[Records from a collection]
#####
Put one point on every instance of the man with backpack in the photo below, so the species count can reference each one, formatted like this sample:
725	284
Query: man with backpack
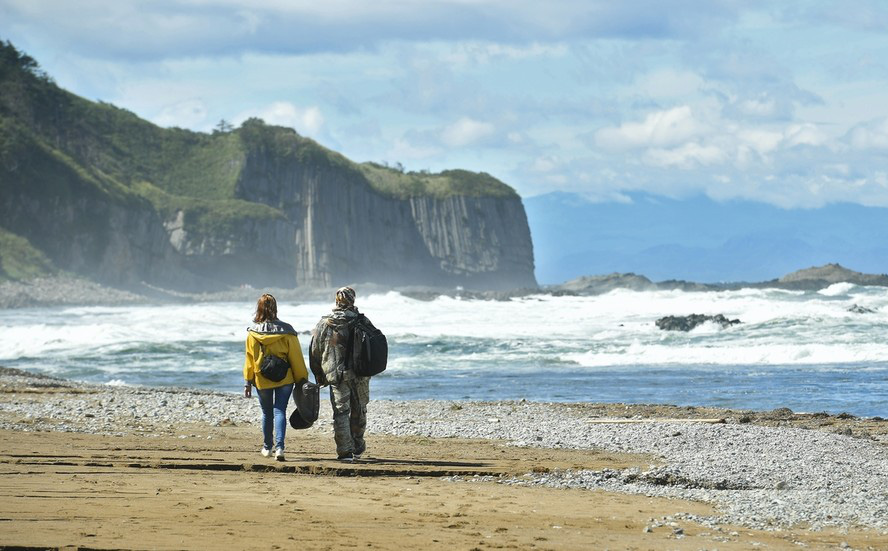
345	350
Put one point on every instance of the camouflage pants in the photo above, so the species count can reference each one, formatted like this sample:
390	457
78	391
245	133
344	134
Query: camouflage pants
349	399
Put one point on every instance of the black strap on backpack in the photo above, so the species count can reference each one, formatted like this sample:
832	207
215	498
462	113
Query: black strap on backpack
273	368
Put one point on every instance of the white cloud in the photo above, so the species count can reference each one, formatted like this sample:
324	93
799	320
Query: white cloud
804	134
185	114
762	141
669	83
308	121
871	135
688	155
659	129
466	131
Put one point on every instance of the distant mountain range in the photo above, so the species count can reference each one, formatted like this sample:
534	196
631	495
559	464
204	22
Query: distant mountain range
699	239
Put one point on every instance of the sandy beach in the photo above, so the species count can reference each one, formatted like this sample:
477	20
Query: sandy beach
104	467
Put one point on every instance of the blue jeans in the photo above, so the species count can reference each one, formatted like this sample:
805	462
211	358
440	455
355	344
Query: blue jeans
273	402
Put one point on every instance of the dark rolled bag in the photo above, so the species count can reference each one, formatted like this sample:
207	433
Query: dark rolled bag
307	397
274	368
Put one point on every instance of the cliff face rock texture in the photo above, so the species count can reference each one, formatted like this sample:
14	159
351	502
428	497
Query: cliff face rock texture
344	231
114	198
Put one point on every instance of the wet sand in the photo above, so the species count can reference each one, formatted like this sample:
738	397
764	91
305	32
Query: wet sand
203	485
131	492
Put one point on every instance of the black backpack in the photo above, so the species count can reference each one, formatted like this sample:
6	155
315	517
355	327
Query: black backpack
273	367
373	348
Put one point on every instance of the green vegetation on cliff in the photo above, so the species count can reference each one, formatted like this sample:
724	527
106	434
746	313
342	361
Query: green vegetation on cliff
396	183
83	160
19	260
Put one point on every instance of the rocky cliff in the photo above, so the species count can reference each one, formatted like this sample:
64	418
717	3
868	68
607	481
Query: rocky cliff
107	195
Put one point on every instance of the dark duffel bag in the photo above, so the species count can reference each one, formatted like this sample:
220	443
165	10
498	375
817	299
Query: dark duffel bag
307	397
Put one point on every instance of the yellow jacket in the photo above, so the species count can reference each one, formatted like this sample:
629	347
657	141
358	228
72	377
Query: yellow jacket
277	338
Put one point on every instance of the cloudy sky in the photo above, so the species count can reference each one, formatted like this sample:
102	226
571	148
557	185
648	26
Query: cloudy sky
782	102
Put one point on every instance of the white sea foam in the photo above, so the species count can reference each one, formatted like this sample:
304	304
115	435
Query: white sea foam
778	328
#####
### TASK
Rewrite all of the items above, changing "species count" to "object tally" wherever it occurs and leaving everything else as it is. Omit the pictures.

### PROBLEM SOLUTION
Put one point on every instance of the man with backpack in the photo below, so the object tally can reference each one, formatted like this sample:
725	284
Query: man with backpack
345	350
Put one point on every instance of the camouflage pants in the photo above, so the object tally can reference each one, formatted like this sample:
390	457
78	391
245	133
344	134
Query: camouflage pants
349	399
Put one point on every instance of the black strap on backpack in the photo above, so the object tally can reference each one, formatted like this sample:
832	207
215	498
462	113
Query: black strap on backpack
273	368
Put one point on every instance of the white cloud in the photo above, so the object tally can reference each one, formatted like this sample:
324	93
799	320
Query: white cloud
804	134
185	114
762	141
669	83
308	121
871	135
688	155
659	129
466	131
Put one point on every instance of the distant mountain range in the photo above, so the object tally can reference each one, formatted like this sample:
534	196
631	495
559	464
204	22
Query: distant mountain range
699	239
Put one point on every instance of the sandy beach in the photo above, so the object tally can reference each one, formatted like this sample:
477	20
Query: sandy beach
104	467
Put one point on every instance of the blue jeans in the photo above, so the object tally can reference each one, formatted like this sample:
805	462
211	358
440	455
355	344
Query: blue jeans
273	402
Put one point on every instance of the dark rolled bag in the photo above, so the object tally can reference each one, formatted like this sample:
207	433
Query: dark rolled bag
307	397
274	368
Put one point on every instance of the cliff face rock texture in the photo above, so the object tally can reference each one, formatted like this sample:
14	159
351	502
428	497
Query: cliff face rock texture
344	231
114	198
Put one point on every instance of the wet sand in the photo above, so the object tally can reference each one, formatted like this sample:
738	397
764	91
305	32
Query: wet sand
203	485
131	492
Put one point on every instance of the black backpack in the photo above, so the object tally can reference each one, formatted like this sample:
6	155
315	517
355	327
Query: black backpack
273	367
373	348
Put one point on every instance of the green vegetation on cliff in the photo above, so the object tally can reference each one, formatted like this sample:
724	527
106	434
746	313
342	361
Query: green vegetation on cliff
396	183
83	160
19	260
Put one point on every instance of the rocky cliff in the photo above, so the object tally can reference each one, formatted like this sample:
64	418
717	3
868	68
607	481
Query: rocky cliff
107	195
Put one point on every instance of the dark duffel bag in the photo above, so the object tally can reference each one, formatted like this sample:
220	443
165	10
498	375
817	299
Query: dark duffel bag
307	397
Put one point on every instance of the yellow jacket in the photo above, so the object tally can reference each one, formatted like this sample:
629	347
657	141
358	228
72	377
Query: yellow jacket
277	338
Put one point on every instance of the cloudy sky in the photo above, so the object tally can reference each one, formatted like this sample:
102	226
571	148
557	185
648	26
Query: cloudy sky
782	102
Put one point on every instance of the white sea foam in the photo above, so the object tally can reference each one, formatted like this sample:
304	304
115	435
Query: white sea foam
778	328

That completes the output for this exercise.